- WHAT YOU SHOULD DO -
Transcribe all of the material exactly. Any picture in it should be left out.

Saved entries
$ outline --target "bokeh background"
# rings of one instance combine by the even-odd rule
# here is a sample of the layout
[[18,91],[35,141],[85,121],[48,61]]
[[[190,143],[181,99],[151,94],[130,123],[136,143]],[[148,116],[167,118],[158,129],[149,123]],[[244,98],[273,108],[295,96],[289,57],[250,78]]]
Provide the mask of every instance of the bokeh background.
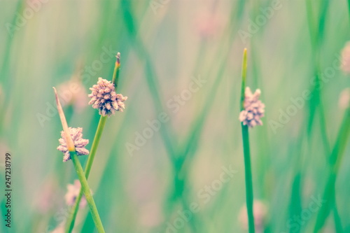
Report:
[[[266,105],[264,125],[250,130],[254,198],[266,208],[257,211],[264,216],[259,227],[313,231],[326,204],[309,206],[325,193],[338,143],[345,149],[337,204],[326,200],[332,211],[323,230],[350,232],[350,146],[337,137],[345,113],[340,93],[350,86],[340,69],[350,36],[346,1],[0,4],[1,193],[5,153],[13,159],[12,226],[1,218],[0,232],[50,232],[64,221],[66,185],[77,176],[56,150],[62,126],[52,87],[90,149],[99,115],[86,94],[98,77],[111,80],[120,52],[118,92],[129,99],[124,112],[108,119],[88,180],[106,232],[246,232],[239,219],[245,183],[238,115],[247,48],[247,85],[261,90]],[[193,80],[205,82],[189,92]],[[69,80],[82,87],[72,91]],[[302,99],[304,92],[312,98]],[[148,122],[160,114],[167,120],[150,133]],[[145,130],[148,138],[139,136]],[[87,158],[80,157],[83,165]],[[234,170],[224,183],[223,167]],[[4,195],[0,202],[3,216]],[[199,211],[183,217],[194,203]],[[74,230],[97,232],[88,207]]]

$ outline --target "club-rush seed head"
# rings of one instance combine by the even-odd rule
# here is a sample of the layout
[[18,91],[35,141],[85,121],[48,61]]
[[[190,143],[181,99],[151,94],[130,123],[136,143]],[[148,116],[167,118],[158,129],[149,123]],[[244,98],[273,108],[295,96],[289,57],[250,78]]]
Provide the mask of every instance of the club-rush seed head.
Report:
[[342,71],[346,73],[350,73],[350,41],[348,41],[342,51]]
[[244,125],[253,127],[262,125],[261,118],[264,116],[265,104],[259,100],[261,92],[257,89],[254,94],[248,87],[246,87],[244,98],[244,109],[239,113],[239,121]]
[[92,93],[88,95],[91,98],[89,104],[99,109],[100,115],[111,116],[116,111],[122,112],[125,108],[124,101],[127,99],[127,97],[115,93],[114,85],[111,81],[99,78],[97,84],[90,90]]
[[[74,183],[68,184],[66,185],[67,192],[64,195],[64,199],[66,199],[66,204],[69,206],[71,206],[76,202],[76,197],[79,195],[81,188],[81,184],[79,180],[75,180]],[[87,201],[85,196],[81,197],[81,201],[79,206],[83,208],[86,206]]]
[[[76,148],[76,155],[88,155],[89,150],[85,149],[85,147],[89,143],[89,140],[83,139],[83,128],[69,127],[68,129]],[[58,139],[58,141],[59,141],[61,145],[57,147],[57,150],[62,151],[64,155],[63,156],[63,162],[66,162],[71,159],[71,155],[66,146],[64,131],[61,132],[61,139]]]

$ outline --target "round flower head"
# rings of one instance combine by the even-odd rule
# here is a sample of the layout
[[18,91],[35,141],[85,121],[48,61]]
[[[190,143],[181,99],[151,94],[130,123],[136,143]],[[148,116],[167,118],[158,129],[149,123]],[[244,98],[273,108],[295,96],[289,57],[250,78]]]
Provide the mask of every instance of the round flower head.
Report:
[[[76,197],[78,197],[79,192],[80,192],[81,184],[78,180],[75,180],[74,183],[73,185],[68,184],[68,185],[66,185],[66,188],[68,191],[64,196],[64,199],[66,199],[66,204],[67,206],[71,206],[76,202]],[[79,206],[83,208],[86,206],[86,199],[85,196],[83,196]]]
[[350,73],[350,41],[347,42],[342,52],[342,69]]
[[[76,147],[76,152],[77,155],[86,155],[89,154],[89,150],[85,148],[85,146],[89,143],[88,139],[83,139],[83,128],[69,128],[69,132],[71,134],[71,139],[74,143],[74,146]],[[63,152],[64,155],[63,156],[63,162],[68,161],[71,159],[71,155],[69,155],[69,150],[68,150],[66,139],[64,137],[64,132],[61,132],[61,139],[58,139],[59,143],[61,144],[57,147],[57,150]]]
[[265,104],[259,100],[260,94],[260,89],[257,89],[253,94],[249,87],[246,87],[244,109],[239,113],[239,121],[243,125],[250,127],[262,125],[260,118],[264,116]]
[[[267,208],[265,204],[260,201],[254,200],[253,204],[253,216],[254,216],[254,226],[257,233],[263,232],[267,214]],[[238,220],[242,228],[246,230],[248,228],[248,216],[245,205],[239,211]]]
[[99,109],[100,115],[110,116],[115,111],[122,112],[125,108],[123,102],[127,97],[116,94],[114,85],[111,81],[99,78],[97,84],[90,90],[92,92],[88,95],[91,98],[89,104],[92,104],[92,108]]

- WORKED SOLUTION -
$ outline --target "bokeh background"
# rings of one instance combine by the even-odd rule
# here is a sample of the layout
[[18,91],[35,141],[85,121],[48,61]]
[[[190,143],[181,99],[151,94],[130,123],[136,143]],[[148,116],[167,118],[158,129],[149,123]],[[244,98],[273,108],[295,96],[289,57],[250,78]]]
Provide the mask of every instance of the bokeh background.
Report:
[[[266,105],[264,125],[250,130],[254,198],[266,208],[257,211],[264,216],[259,227],[313,231],[326,204],[309,206],[325,193],[338,143],[345,149],[337,204],[326,200],[332,211],[323,230],[350,232],[350,146],[337,137],[345,113],[340,93],[350,86],[340,69],[350,36],[346,1],[0,4],[1,193],[5,153],[13,159],[12,226],[1,218],[0,232],[50,232],[64,221],[66,185],[77,176],[56,150],[62,126],[52,87],[90,149],[99,115],[86,94],[98,77],[111,80],[120,52],[118,92],[129,99],[124,112],[108,119],[88,180],[106,232],[246,232],[239,219],[245,183],[238,115],[247,48],[247,85],[261,90]],[[193,80],[205,82],[189,92]],[[69,80],[82,87],[72,91]],[[302,99],[304,92],[312,98]],[[148,122],[160,114],[167,120],[150,133]],[[145,130],[148,138],[139,136]],[[87,158],[80,157],[83,165]],[[234,170],[224,183],[223,167]],[[4,195],[0,202],[3,216]],[[199,211],[183,217],[194,203]],[[74,230],[97,232],[88,207]]]

$ outline --target "club-rush seed head"
# rings of one instance combine by the even-odd rule
# here is a sample of the layout
[[18,91],[35,141],[85,121],[48,61]]
[[[190,143],[181,99],[151,94],[130,123],[136,143]],[[148,116],[167,118],[158,129],[149,123]],[[244,98],[273,108],[295,96],[289,57],[250,78]]]
Provide the mask of every instance of the club-rush seed head.
Report:
[[342,71],[346,73],[350,73],[350,41],[348,41],[342,51]]
[[244,125],[253,127],[262,125],[261,118],[264,116],[265,104],[259,100],[261,92],[257,89],[254,94],[248,87],[246,87],[244,98],[244,109],[239,113],[239,121]]
[[92,93],[88,95],[91,98],[89,104],[99,109],[100,115],[111,116],[116,111],[122,112],[125,108],[124,101],[127,99],[127,97],[115,93],[114,85],[111,81],[99,78],[97,84],[90,90]]
[[[74,183],[68,184],[66,185],[67,192],[64,195],[64,199],[66,199],[66,204],[69,206],[71,206],[76,202],[76,197],[79,195],[81,188],[81,184],[79,180],[75,180]],[[87,201],[85,196],[81,197],[81,201],[79,206],[83,208],[86,206]]]
[[[76,148],[76,155],[88,155],[89,150],[85,149],[85,147],[89,143],[89,140],[83,139],[83,128],[69,127],[68,129]],[[58,139],[58,141],[59,141],[61,145],[57,147],[57,150],[62,151],[64,155],[63,156],[63,162],[66,162],[71,159],[71,155],[66,146],[64,131],[61,132],[61,139]]]

$ outline --target "round flower head"
# rings of one instance combine by the even-odd rule
# here is a sample of the layout
[[18,91],[35,141],[85,121],[48,61]]
[[[190,143],[181,99],[151,94],[130,123],[136,143]],[[148,116],[167,118],[158,129],[149,123]],[[244,98],[273,108],[295,96],[289,57],[250,78]]]
Provide the mask of every instance of the round flower head.
Report:
[[[76,197],[78,197],[79,192],[80,192],[81,184],[78,180],[75,180],[74,183],[73,185],[68,184],[68,185],[66,185],[66,188],[68,191],[64,196],[64,199],[66,199],[66,204],[67,206],[71,206],[76,202]],[[79,206],[83,208],[86,206],[86,199],[85,196],[83,196]]]
[[350,73],[350,41],[347,42],[342,52],[342,69]]
[[[76,147],[76,152],[77,155],[86,155],[89,154],[89,150],[85,148],[85,146],[89,143],[88,139],[83,139],[83,128],[69,128],[69,132],[71,134],[71,139],[74,143],[74,146]],[[63,152],[64,155],[63,156],[63,162],[68,161],[71,159],[71,155],[69,155],[69,150],[68,150],[66,139],[64,137],[64,132],[61,132],[61,139],[58,139],[59,143],[61,144],[57,147],[57,150]]]
[[265,104],[259,100],[260,94],[260,89],[257,89],[253,94],[249,87],[246,87],[244,109],[239,113],[239,121],[243,125],[250,127],[262,125],[260,118],[264,116]]
[[[267,208],[265,204],[260,201],[254,200],[253,204],[253,216],[254,216],[254,226],[257,233],[263,232],[267,214]],[[238,220],[242,228],[246,230],[248,228],[248,216],[245,205],[239,211]]]
[[99,109],[100,115],[110,116],[115,111],[122,112],[125,108],[123,102],[127,97],[116,94],[114,85],[111,81],[99,78],[97,84],[90,90],[92,92],[88,95],[91,98],[89,104],[92,104],[92,108]]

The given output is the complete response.